── Data shown

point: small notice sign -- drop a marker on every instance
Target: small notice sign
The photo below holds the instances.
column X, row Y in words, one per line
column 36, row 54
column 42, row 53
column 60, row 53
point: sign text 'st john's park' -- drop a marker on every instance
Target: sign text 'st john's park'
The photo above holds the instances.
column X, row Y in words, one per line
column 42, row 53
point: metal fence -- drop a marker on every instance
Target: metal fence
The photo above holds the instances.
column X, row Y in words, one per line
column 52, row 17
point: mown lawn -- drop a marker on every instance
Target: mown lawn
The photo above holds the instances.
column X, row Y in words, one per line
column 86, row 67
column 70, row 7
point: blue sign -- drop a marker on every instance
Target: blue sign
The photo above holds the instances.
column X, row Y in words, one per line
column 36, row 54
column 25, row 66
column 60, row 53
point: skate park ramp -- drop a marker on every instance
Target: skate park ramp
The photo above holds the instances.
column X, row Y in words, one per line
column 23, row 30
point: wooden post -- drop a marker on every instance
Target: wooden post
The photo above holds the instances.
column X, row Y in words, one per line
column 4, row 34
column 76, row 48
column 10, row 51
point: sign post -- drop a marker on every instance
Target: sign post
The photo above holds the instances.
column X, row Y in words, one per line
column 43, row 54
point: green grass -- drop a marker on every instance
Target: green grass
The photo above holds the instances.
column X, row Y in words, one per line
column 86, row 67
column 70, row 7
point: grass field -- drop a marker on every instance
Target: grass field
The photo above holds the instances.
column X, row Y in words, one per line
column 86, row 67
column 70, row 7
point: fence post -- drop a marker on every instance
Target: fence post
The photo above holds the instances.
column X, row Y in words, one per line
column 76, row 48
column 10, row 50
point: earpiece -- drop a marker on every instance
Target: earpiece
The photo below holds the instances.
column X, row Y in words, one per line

────
── Data shown

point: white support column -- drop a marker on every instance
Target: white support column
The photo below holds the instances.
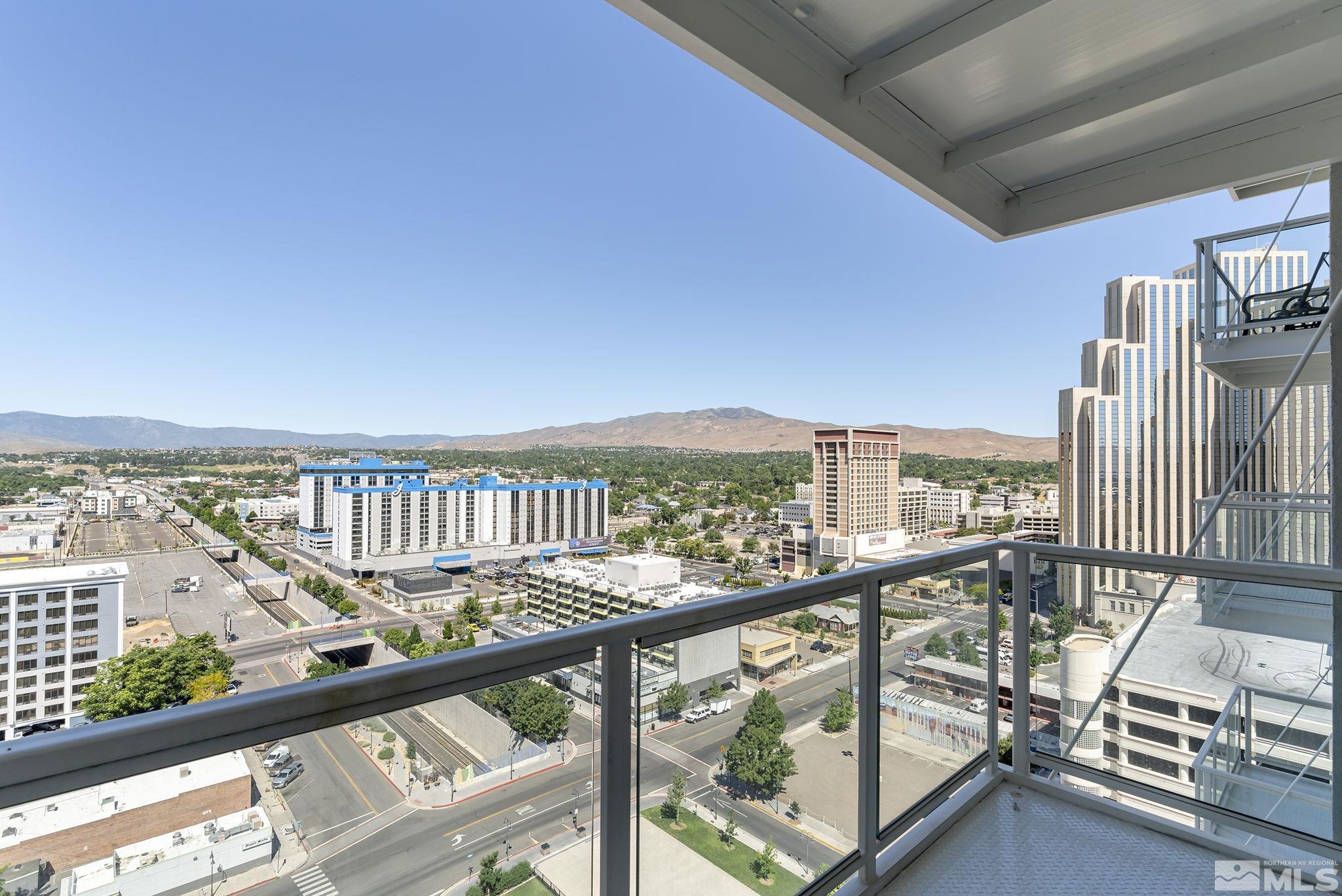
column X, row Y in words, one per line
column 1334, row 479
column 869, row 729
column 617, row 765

────

**Aim of the task:** Where a line of the records includes "text", copy it.

**Answer to this problem:**
point: sign text 'st john's park' -- drop a marker on every instance
Target: sign text 'st john's park'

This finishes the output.